Given text.

┌────────

Subsidized Diners Demand We Pay Mandatory Tips
I may have discovered the real reason people living in blue states don’t contribute as much to charity as those living in red states. It’s not that they are hypocrites whose ‘compassion’ doesn’t extend to their own wallets.
It’s because all their discretionary giving is going to restaurant tips.
Getting woke is getting expensive. A recent headline in the WoePost issues an order with all the grace of the director of a Chinese organ–harvesting plant telling you to lie down and do your duty.
“Poor service? You still have to tip 20 percent, no matter what.”
Before we explore the astonishing ‘reasoning’ behind that edict from our social superiors, let’s digress into tipping history.
Up until the early ‘70s the standard tip for good service was 10 percent. Generations finished their career satisfied with 10 percent, content in the knowledge they were getting exactly the same percentage as God Almighty.
Then inflation hit the country. In 1973 inflation jumped to 8.7 percent and peaked at 13.3 percent in 1979. I remember groceries being so expensive I ate hamburger with my eggs because I couldn’t afford bacon.
Mathematically illiterate reporters decided inflation was harming wait staff. They decreed the 10 percent tip was no longer enough in inflationary times and it must be boosted to 15 percent.
Management was behind the idea because it was no skin off their nose and food service employees weren’t letting this bandwagon get away.
Unfortunately, like so many bright ideas brought to you by the media, the theory was both wrong and had no basis in fact.
Let’s say a restaurant check in 1972 totaled $10.00. By 1979 inflation boosted the check for the same dinner (maybe it included bacon) to $20.00. That’s an increase of 100 percent! By comparison, the tip in 1972, at the standard 10 percent, was $1.00. In 1979 the tip had increased to $2.00.
By Jove that’s an increase of 100 percent, too, a fact that escaped reporters and etiquette ‘experts’ because they can’t grasp that the size of the tip increases in lockstep with the size of the check.

└────────

Data supplied.
┌────────

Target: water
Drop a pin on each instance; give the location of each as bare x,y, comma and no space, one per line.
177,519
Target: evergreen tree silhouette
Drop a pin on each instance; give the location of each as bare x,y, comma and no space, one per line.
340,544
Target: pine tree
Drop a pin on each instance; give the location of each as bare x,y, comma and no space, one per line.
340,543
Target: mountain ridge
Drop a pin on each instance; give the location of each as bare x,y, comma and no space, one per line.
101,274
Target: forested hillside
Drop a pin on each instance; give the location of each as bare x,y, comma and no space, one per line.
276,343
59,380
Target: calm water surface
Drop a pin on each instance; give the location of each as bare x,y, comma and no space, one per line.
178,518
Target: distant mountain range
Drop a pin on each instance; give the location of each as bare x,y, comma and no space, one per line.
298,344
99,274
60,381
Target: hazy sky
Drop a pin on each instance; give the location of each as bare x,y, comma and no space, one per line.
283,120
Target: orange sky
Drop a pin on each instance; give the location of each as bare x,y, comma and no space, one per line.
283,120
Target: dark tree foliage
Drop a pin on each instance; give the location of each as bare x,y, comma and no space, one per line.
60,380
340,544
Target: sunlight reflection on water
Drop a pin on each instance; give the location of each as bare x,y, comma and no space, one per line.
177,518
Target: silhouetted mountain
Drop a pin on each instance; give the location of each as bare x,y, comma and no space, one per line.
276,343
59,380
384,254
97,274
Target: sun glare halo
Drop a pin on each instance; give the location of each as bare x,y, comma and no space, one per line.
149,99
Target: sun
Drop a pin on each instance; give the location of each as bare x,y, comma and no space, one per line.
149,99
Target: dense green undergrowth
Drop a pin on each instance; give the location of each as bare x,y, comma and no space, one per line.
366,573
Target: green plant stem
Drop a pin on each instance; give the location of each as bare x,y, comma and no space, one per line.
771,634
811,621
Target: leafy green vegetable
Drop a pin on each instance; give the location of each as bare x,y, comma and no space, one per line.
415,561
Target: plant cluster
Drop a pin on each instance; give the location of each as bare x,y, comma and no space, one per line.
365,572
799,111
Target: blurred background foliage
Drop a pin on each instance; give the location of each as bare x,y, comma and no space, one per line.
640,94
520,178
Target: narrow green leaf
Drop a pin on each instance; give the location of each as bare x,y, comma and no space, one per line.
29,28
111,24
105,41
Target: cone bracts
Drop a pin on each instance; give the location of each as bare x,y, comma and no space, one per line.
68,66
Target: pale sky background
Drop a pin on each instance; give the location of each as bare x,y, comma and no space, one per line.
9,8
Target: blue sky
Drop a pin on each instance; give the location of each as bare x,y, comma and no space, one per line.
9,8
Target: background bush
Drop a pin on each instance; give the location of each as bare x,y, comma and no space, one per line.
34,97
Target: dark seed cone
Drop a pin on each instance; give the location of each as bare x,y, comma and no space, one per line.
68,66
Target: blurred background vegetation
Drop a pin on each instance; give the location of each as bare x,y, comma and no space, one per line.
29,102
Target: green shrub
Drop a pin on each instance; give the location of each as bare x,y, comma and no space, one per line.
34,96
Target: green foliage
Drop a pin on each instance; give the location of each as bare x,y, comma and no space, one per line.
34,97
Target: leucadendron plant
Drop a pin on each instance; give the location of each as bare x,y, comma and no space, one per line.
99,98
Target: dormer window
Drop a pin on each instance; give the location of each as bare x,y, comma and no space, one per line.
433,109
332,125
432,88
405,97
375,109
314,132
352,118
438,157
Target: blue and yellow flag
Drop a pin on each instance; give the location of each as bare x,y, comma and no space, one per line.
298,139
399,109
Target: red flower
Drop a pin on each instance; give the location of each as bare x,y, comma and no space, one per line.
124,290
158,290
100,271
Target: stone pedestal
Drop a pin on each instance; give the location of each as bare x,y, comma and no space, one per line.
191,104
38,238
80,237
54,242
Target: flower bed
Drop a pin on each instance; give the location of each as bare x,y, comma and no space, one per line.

└────────

Questions to answer.
**A)** Reproduce the stretch of the piece on restaurant tipping from "Let’s say a" through "increased to $2.00." word for word.
**B)** List every dollar amount that appears in the piece on restaurant tipping.

Your written answers.
**A)**
Let’s say a restaurant check in 1972 totaled $10.00. By 1979 inflation boosted the check for the same dinner (maybe it included bacon) to $20.00. That’s an increase of 100 percent! By comparison, the tip in 1972, at the standard 10 percent, was $1.00. In 1979 the tip had increased to $2.00.

**B)** $10.00, $20.00, $1.00, $2.00